[Source material]

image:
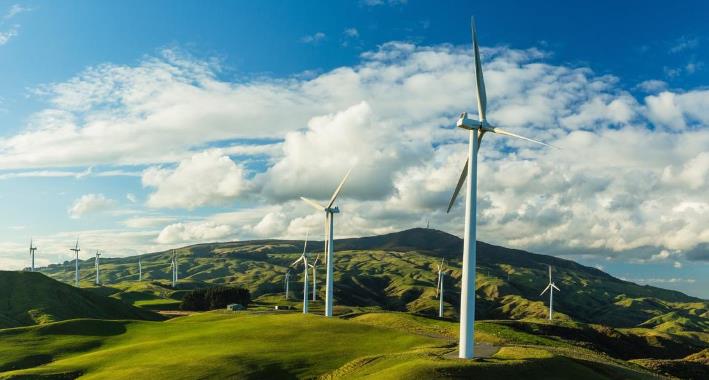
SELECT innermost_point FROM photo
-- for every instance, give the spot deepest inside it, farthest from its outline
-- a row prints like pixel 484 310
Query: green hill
pixel 397 272
pixel 257 345
pixel 32 298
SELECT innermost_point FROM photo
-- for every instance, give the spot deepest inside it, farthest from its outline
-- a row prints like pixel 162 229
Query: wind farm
pixel 202 181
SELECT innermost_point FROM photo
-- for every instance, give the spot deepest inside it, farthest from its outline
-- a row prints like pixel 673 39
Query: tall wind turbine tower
pixel 329 228
pixel 314 267
pixel 439 289
pixel 76 262
pixel 33 249
pixel 286 282
pixel 550 288
pixel 304 259
pixel 97 263
pixel 476 129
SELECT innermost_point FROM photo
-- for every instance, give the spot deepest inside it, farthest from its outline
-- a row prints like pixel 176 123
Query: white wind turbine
pixel 304 259
pixel 33 249
pixel 286 282
pixel 550 288
pixel 476 130
pixel 439 288
pixel 173 264
pixel 97 264
pixel 76 262
pixel 314 267
pixel 329 228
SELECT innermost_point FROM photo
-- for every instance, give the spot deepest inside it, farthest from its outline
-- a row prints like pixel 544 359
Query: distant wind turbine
pixel 304 259
pixel 439 288
pixel 314 267
pixel 97 263
pixel 174 268
pixel 33 249
pixel 329 225
pixel 476 130
pixel 550 288
pixel 76 262
pixel 286 282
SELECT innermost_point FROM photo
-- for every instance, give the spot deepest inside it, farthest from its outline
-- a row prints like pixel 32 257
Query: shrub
pixel 215 298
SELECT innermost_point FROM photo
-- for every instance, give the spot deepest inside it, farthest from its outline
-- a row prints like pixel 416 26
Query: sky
pixel 141 126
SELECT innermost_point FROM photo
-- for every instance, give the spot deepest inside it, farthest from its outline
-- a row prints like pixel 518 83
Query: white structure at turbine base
pixel 33 249
pixel 306 267
pixel 476 130
pixel 76 262
pixel 550 288
pixel 330 212
pixel 97 264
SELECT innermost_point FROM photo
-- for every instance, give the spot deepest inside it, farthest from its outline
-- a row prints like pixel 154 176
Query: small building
pixel 235 307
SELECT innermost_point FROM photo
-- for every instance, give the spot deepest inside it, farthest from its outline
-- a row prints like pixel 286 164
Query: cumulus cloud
pixel 193 232
pixel 205 178
pixel 90 203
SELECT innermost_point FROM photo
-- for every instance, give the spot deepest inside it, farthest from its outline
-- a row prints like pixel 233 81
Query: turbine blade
pixel 506 133
pixel 339 188
pixel 316 205
pixel 479 81
pixel 458 186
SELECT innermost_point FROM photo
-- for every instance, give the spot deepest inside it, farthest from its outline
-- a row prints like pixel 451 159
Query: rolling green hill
pixel 257 345
pixel 33 298
pixel 396 272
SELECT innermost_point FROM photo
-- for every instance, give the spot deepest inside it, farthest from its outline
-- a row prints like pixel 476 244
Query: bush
pixel 215 298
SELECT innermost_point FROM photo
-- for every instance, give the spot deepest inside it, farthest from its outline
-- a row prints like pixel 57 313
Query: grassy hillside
pixel 33 298
pixel 291 345
pixel 397 272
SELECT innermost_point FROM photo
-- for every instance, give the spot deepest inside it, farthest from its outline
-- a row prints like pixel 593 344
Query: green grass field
pixel 288 345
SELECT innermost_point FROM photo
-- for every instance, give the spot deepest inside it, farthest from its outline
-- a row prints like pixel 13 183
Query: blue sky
pixel 147 125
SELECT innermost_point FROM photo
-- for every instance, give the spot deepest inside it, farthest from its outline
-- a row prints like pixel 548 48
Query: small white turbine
pixel 550 288
pixel 476 129
pixel 76 262
pixel 97 264
pixel 314 267
pixel 329 228
pixel 439 288
pixel 304 259
pixel 33 249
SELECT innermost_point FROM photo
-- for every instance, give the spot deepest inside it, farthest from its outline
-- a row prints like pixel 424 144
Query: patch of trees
pixel 215 298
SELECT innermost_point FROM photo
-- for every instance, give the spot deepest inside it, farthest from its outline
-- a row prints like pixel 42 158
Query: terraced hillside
pixel 397 272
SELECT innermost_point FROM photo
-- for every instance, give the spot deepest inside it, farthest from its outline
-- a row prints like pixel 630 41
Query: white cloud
pixel 206 178
pixel 313 38
pixel 90 203
pixel 193 232
pixel 9 34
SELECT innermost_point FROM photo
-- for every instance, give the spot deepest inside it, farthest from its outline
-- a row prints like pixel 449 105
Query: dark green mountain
pixel 397 272
pixel 33 298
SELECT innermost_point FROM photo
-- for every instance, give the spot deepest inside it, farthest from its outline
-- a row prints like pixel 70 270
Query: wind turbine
pixel 314 267
pixel 304 259
pixel 76 262
pixel 33 249
pixel 174 268
pixel 97 263
pixel 286 282
pixel 439 288
pixel 476 129
pixel 329 231
pixel 550 288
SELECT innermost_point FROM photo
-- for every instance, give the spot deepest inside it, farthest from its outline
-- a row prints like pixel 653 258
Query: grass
pixel 283 345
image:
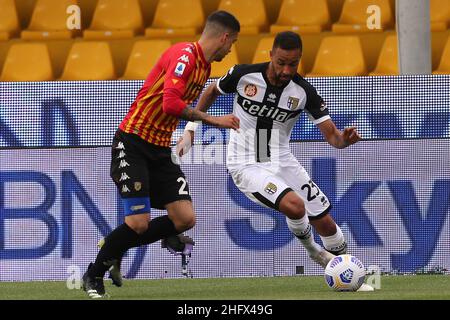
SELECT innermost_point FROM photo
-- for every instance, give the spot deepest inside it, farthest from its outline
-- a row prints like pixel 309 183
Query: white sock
pixel 303 231
pixel 336 243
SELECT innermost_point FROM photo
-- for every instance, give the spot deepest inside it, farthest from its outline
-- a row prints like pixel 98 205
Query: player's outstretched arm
pixel 335 137
pixel 208 97
pixel 205 101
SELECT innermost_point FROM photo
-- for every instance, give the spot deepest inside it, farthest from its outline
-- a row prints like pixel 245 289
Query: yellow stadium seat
pixel 115 19
pixel 262 53
pixel 218 69
pixel 49 20
pixel 339 56
pixel 250 13
pixel 388 60
pixel 311 16
pixel 27 62
pixel 444 64
pixel 175 18
pixel 143 57
pixel 9 23
pixel 439 14
pixel 354 16
pixel 89 61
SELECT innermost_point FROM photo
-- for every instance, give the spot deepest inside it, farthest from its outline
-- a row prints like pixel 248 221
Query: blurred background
pixel 118 37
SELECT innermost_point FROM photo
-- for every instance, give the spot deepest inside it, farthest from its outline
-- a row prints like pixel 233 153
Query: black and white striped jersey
pixel 267 113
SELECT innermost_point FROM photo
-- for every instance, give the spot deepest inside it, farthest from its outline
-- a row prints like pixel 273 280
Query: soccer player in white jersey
pixel 269 98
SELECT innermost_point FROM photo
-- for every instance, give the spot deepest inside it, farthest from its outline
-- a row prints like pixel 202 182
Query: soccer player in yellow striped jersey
pixel 141 163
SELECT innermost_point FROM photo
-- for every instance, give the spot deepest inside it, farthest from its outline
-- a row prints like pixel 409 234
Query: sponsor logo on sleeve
pixel 179 69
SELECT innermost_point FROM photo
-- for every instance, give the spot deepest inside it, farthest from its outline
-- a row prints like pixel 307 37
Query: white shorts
pixel 266 184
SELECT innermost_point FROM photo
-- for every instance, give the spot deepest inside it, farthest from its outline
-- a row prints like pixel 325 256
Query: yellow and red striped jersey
pixel 183 70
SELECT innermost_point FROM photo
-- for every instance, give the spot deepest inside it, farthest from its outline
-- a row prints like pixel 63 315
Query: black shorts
pixel 141 170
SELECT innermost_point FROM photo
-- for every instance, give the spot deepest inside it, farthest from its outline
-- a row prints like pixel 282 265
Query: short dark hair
pixel 287 40
pixel 225 20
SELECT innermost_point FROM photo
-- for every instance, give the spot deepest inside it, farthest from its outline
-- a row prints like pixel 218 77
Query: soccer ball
pixel 345 273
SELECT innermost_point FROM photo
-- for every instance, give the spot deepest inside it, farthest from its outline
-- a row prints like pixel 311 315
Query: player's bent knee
pixel 292 207
pixel 184 223
pixel 139 223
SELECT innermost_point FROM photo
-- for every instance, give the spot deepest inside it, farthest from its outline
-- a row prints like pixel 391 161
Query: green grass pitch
pixel 420 287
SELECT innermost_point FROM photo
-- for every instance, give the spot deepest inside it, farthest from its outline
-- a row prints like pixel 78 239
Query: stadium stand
pixel 218 69
pixel 262 53
pixel 176 18
pixel 115 19
pixel 439 14
pixel 89 61
pixel 312 16
pixel 9 22
pixel 444 64
pixel 250 13
pixel 49 21
pixel 354 16
pixel 144 55
pixel 27 62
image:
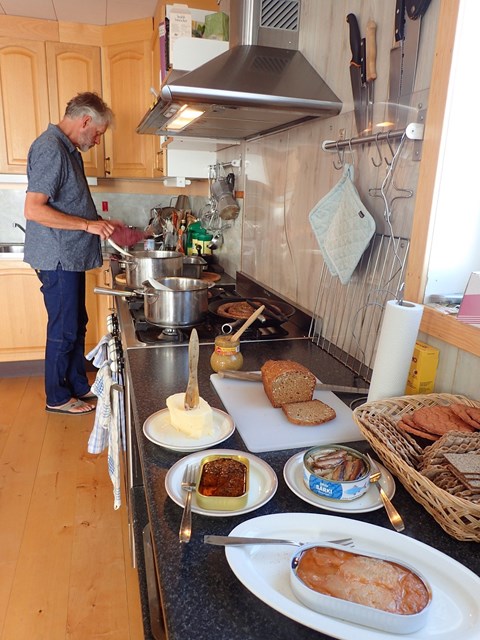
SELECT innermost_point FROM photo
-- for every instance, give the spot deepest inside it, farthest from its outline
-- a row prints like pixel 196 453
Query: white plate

[Given exercise]
Reproduce the records above line for line, starting at their first line and ending with the line that contains "pixel 235 307", with both of those lines included. Omit the pictures from your copy.

[Result]
image:
SELECT innermost_point FROM photo
-- for every instance, give the spot deepest inside it, farthest from its outline
-- a row prints like pixel 484 310
Query: green hill
pixel 397 272
pixel 257 345
pixel 32 298
SELECT innermost_point FROM photo
-- for every instance, give the spot deepest inside it, farthest from its outline
-- a row prints like pixel 162 229
Query: wind farm
pixel 202 181
SELECT innermost_point FROM photo
-- for every instance, give the spot deepest inside it, farthest from its outline
-- a row prints like pixel 673 39
Query: tall wind turbine tower
pixel 329 228
pixel 314 267
pixel 439 289
pixel 76 262
pixel 33 249
pixel 286 282
pixel 550 288
pixel 304 259
pixel 97 263
pixel 476 129
SELECT innermost_point FROM photo
-- for every instance, give the spot deepest inside it, farthest from its outline
-- a row prints like pixel 176 123
Query: white wind turbine
pixel 304 259
pixel 33 249
pixel 286 282
pixel 550 288
pixel 476 130
pixel 439 288
pixel 173 264
pixel 97 264
pixel 76 262
pixel 314 267
pixel 329 228
SELECT innermost_point FROM photo
-- for every instance, give the spot deepest inside it, farthest from its outline
-- a row prints like pixel 544 359
Query: distant wind turbine
pixel 304 259
pixel 439 288
pixel 314 267
pixel 97 263
pixel 174 268
pixel 33 249
pixel 329 225
pixel 476 130
pixel 550 288
pixel 76 262
pixel 286 282
SELECT innermost_point FROM photo
-- for every instance, give the spot deepest inside it, farthest from its outline
-- a row prints like pixel 32 257
Query: shrub
pixel 215 298
SELECT innermost_point FROM photo
-- for every instance, give the spot deepest inside it, farthest from its outline
-- a row prints like pixel 416 26
Query: sky
pixel 141 126
SELECT innermost_point FROM photo
-- for every instance, give the spot deepest inside it, farthest from its outline
-- a row prints like pixel 518 83
Query: white structure at turbine base
pixel 33 249
pixel 306 267
pixel 476 130
pixel 76 262
pixel 550 288
pixel 330 212
pixel 97 264
SELECT innermost_point FROM photo
-- for every instance, give the spot deepest inside it, farthest from its outline
-- a row prints like pixel 154 176
Query: small building
pixel 235 307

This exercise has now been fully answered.